* START Provided text *

Skip to main content

Performance Guide

Overview

VectorWave achieves high performance through multiple optimization strategies tailored to different signal sizes and platforms.

Optimization Strategies

Zero-Copy Streaming

MODWTStreamingTransform:

  • Eliminates array copying during transform operations
  • 50% reduction in memory bandwidth usage
  • Ring buffer with lock-free operations
  • Works with arbitrary block sizes (no power-of-2 restriction)
  • Automatic backpressure handling
// Zero-copy streaming with any block size
MODWTStreamingTransform transform = new MODWTStreamingTransform(
wavelet, PaddingStrategies.PERIODIC,
480, // Exactly 10ms at 48kHz - no padding needed!
0.5, // 50% overlap
8 // buffer capacity = blockSize * 8
);

1. SIMD/Vector API

Platform Thresholds:

  • Apple Silicon (M1/M2/M3): Benefits from SIMD with signals ≥ 8 elements
  • x86 (AVX2): Benefits from SIMD with signals ≥ 16 elements
  • x86 (AVX512): Benefits from SIMD with signals ≥ 32 elements
  • ARM (general): Benefits from SIMD with signals ≥ 8 elements

Performance Gains:

  • 2-8x speedup for convolution operations
  • 3-5x speedup for threshold operations
  • Platform-specific optimizations for gather/scatter
  • FMA-enabled vector paths and per-thread scratch buffers reduce instruction count and eliminate temp allocations in hot loops

1.1 Batch SIMD Processing

True Parallel Signal Processing:

  • Process N signals simultaneously (N = SIMD vector width)
  • Optimized memory layouts for coalesced vector operations
  • Adaptive algorithm selection based on batch size

Usage:

// Basic batch processing with MODWT
MODWTTransform transform = new MODWTTransform(new Haar(), PaddingStrategies.PERIODIC);
double[][] signals = new double[32][777]; // Any length!
MODWTResult[] results = transform.forwardBatch(signals);

// The transform automatically applies optimizations:
// - Structure-of-Arrays layout for SIMD
// - Specialized kernels for common wavelets
// - Cache-aware blocking for large signals
// No manual configuration needed!

* END Provided text *
* START Data supplied *

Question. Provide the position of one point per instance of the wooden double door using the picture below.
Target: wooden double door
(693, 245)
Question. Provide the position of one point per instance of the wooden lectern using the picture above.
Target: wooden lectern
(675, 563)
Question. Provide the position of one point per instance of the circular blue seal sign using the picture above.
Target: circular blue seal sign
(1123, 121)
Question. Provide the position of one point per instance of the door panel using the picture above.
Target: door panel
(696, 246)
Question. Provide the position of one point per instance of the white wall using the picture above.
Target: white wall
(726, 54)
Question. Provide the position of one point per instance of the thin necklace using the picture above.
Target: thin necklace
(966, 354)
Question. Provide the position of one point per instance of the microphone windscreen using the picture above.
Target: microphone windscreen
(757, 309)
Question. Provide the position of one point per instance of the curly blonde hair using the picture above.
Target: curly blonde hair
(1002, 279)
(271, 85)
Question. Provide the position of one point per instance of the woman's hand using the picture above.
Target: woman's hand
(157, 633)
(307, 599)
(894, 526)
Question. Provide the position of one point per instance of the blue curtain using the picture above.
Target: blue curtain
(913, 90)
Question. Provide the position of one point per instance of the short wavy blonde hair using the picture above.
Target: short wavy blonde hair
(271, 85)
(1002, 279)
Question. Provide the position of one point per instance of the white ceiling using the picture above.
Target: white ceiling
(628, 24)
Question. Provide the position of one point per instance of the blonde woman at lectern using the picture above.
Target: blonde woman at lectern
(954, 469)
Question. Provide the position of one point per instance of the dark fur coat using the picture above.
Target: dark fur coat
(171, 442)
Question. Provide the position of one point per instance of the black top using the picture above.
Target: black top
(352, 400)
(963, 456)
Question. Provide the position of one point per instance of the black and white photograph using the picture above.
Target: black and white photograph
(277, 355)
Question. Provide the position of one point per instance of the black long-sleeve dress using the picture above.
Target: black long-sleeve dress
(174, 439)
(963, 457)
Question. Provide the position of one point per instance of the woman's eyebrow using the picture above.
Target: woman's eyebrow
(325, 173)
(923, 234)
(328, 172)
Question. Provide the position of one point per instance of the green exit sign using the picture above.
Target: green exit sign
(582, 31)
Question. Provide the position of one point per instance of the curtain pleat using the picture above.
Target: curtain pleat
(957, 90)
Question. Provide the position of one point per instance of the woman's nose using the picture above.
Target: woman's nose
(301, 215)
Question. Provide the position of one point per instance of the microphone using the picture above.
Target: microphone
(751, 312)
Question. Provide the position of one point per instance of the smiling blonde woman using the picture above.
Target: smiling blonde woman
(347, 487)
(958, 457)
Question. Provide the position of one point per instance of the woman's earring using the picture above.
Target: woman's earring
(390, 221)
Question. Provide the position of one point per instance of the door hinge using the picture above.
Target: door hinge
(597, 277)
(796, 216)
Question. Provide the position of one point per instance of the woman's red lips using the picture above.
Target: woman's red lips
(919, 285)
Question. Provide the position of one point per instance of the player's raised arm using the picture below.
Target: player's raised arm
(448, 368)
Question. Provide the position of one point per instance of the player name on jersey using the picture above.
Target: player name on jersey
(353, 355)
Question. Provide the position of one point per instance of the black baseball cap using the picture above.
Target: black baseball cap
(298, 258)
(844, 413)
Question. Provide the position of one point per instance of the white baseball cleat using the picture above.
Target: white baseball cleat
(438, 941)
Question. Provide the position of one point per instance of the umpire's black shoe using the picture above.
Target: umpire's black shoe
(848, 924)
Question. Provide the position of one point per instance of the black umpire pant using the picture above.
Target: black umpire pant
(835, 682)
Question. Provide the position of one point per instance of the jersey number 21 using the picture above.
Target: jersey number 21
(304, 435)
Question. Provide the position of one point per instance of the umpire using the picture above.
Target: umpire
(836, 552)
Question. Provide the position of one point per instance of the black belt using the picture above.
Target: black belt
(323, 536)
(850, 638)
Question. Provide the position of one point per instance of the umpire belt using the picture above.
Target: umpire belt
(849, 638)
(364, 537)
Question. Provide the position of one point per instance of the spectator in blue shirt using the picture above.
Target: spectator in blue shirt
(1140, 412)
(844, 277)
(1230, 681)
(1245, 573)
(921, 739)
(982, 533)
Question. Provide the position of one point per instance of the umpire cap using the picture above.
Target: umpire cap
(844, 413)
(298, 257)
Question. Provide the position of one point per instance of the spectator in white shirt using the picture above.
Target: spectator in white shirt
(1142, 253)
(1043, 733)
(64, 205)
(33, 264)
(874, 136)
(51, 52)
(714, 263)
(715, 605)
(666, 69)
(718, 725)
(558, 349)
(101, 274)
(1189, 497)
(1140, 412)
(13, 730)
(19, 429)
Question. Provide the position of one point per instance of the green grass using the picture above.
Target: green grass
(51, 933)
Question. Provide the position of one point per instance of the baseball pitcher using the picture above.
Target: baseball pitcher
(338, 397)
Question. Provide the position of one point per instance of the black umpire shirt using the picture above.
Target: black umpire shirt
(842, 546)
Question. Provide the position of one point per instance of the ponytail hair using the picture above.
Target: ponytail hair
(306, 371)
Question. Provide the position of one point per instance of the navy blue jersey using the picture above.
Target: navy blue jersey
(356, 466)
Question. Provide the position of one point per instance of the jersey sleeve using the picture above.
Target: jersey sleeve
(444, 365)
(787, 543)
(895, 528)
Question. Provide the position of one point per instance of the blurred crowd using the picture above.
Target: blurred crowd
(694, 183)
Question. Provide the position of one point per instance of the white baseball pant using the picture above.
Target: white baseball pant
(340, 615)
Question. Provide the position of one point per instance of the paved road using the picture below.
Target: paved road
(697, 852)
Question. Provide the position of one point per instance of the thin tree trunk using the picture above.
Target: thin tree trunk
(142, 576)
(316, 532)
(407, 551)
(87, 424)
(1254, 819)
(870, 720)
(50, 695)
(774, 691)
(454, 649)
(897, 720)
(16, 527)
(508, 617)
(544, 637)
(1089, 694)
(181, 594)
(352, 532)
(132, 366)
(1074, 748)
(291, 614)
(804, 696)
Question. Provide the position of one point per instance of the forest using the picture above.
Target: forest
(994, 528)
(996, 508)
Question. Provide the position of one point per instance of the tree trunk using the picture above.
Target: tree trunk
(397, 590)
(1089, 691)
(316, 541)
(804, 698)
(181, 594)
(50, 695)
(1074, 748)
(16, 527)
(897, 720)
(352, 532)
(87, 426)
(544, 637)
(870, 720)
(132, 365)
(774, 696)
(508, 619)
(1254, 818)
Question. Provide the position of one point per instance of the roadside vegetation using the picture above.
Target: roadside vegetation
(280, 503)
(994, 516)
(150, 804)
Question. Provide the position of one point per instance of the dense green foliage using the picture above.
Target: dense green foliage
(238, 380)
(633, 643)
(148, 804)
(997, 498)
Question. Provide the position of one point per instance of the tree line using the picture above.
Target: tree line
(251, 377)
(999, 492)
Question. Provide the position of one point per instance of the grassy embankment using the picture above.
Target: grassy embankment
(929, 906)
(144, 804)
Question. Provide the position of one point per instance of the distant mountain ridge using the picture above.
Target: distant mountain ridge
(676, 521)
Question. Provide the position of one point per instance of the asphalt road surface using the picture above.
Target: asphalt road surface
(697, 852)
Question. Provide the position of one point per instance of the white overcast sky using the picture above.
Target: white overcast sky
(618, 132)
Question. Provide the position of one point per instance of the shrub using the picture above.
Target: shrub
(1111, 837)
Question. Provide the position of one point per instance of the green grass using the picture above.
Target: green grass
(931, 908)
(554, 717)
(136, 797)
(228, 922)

* END Data supplied *

◆ **Things to do**:
1) Copy the part of the VectorWave performance guide from "MODWTResult[] results = transform.forwardBatch(signals);" up to and including "manual configuration needed!".
2) According to the VectorWave performance guide, are these statements true? Answer yes or no for each, and quote the words that decide it. (a) On x86 with AVX2, SIMD pays off for signals of 16 elements or more. (b) MODWTStreamingTransform only accepts block sizes that are a power of 2. (c) Threshold operations get a 2-8x speedup.

◆ **Answers to the tasks**:
1)
MODWTResult[] results = transform.forwardBatch(signals);

// The transform automatically applies optimizations:
// - Structure-of-Arrays layout for SIMD
// - Specialized kernels for common wavelets
// - Cache-aware blocking for large signals
// No manual configuration needed!

2)
(a) Yes: "x86 (AVX2): Benefits from SIMD with signals ≥ 16 elements"
(b) No: "Works with arbitrary block sizes (no power-of-2 restriction)"
(c) No: "3-5x speedup for threshold operations"